[Stored data entries]
------------------------
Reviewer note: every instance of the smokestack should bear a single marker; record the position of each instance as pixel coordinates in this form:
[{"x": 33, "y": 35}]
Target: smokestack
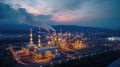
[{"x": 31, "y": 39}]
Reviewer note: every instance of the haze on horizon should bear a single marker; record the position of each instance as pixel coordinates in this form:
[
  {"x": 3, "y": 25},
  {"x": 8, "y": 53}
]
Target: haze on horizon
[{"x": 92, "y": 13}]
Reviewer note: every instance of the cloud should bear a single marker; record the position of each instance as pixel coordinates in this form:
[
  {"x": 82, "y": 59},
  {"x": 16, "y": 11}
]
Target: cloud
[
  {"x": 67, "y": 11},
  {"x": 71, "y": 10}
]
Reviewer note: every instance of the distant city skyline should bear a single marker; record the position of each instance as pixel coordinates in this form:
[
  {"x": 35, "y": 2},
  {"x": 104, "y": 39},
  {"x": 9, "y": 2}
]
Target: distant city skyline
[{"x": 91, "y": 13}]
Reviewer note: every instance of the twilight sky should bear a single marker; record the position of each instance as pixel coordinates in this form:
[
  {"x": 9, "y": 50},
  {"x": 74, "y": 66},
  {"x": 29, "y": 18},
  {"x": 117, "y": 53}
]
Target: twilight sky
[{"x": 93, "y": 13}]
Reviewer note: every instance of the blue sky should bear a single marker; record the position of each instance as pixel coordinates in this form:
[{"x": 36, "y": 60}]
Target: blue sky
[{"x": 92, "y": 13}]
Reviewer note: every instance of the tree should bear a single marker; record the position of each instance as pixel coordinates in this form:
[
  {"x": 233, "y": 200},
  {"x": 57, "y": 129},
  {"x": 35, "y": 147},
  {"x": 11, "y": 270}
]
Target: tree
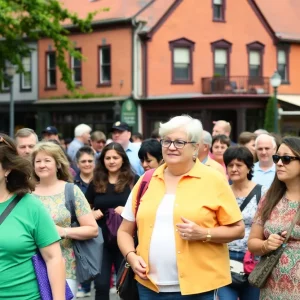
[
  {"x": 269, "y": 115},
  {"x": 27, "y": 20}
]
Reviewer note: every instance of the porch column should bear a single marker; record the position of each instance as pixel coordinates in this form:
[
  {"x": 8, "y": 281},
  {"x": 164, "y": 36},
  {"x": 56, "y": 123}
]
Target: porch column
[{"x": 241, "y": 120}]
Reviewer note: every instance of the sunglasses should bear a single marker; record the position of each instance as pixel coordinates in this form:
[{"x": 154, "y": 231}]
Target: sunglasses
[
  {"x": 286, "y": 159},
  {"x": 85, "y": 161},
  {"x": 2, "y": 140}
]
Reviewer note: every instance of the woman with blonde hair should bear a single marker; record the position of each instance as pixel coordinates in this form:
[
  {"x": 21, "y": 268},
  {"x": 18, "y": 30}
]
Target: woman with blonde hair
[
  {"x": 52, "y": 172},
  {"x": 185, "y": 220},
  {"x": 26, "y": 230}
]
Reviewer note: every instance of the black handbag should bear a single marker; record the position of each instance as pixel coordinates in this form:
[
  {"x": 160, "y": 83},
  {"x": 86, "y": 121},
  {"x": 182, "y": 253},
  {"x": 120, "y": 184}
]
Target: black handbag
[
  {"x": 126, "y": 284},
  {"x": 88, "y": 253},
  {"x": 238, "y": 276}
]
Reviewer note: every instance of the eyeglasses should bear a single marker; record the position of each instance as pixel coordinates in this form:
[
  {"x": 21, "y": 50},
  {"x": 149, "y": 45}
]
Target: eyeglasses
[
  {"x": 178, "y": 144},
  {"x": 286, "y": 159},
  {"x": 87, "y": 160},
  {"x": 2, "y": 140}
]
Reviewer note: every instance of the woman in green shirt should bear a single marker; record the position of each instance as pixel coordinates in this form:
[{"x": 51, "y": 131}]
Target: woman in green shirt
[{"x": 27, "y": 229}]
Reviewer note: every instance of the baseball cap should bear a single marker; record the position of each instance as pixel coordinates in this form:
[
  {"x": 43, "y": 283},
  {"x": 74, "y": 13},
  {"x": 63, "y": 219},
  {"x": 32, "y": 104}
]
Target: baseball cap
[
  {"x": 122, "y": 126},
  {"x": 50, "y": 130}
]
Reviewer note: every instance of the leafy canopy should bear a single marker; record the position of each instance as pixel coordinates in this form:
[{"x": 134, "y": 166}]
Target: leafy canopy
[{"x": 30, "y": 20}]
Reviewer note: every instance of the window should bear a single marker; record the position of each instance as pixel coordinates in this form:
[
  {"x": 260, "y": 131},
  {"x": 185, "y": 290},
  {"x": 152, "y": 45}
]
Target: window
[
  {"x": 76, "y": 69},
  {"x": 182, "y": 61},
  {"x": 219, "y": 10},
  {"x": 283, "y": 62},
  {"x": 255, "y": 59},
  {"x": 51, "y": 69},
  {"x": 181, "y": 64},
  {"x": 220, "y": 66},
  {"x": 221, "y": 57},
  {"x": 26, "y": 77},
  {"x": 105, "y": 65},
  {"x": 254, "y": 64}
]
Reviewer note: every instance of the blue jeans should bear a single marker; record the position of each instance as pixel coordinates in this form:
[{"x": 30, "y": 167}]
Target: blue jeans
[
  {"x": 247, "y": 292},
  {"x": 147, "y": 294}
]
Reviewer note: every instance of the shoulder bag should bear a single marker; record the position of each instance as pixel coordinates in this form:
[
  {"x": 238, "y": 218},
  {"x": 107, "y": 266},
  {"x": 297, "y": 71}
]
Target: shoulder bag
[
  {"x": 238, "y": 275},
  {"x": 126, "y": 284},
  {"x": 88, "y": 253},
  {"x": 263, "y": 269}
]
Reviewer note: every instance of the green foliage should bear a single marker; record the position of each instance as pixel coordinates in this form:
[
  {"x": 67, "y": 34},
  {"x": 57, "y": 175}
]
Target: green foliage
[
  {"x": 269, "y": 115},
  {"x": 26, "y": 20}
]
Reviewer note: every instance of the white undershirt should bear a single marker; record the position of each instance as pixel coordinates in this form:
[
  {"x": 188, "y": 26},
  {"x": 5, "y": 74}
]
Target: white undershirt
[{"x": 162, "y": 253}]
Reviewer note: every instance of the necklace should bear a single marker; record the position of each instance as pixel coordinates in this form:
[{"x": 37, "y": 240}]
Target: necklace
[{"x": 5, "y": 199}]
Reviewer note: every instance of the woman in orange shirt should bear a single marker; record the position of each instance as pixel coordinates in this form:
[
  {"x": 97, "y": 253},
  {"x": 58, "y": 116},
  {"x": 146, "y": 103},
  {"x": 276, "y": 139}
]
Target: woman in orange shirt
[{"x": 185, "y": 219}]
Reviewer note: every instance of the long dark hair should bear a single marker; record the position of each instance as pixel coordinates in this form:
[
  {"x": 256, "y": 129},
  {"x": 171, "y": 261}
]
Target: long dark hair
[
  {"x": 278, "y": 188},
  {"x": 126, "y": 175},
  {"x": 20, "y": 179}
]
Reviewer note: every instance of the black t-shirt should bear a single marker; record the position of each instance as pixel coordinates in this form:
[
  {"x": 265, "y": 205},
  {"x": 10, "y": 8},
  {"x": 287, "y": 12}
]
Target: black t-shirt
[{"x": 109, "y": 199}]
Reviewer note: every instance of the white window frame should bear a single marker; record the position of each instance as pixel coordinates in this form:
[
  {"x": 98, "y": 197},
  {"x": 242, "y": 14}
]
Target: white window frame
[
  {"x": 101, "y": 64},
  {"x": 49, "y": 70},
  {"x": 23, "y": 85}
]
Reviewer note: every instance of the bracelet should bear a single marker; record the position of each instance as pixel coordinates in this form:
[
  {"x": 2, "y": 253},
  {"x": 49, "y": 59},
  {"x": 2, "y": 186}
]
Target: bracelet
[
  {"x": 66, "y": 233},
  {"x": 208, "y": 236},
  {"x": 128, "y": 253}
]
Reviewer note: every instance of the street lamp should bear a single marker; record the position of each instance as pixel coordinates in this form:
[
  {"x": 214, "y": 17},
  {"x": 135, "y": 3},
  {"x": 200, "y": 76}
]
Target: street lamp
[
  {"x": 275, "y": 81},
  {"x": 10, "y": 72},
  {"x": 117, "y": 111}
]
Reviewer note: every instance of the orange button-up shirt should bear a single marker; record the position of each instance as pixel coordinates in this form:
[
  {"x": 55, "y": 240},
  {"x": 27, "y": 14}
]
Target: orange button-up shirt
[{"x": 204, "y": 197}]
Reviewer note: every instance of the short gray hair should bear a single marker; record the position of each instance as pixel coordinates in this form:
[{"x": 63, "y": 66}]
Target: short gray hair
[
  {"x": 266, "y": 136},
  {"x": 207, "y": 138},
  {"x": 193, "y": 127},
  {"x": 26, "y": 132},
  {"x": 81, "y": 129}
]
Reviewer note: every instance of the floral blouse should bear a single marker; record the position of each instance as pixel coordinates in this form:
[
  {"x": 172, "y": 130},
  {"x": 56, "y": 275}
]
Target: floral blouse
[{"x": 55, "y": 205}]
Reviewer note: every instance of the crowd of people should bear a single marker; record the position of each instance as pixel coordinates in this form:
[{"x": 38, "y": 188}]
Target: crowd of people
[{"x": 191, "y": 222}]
------------------------
*Problem statement*.
Copy exactly, please, the span of lines that begins at the line with "Reviewer note: every instance of the street" and ends at the last line of the data, both included.

*Response*.
Reviewer note: every instance of the street lamp should bear a single marker; record the position of each instance as pixel coordinates in this form:
[
  {"x": 214, "y": 17},
  {"x": 135, "y": 3},
  {"x": 200, "y": 76}
]
Target: street lamp
[
  {"x": 275, "y": 81},
  {"x": 10, "y": 72},
  {"x": 117, "y": 111}
]
Reviewer note: every instance of the orange button-up shirt should bear a single marker; record the position of each instance as pixel coordinates in this form:
[
  {"x": 55, "y": 240},
  {"x": 27, "y": 14}
]
Target: orange button-up shirt
[{"x": 204, "y": 197}]
Reviewer note: every instance of the short gray hair should bear a single marker; record the position of each instance as pixel coordinates in this form:
[{"x": 63, "y": 66}]
Target: short gray hair
[
  {"x": 266, "y": 136},
  {"x": 207, "y": 138},
  {"x": 193, "y": 127},
  {"x": 26, "y": 132},
  {"x": 81, "y": 129}
]
Reviewer note: every instance of the floral blouse should bear a single marker; record the position of each instance as pixel coordinates in this form:
[
  {"x": 172, "y": 130},
  {"x": 56, "y": 275}
]
Target: floral blouse
[{"x": 55, "y": 205}]
Reviewer note: every instance of the crowd of people should bear a single marker; record the position of each instance as pixel coordinates in this form:
[{"x": 38, "y": 188}]
Target: crowd of people
[{"x": 191, "y": 222}]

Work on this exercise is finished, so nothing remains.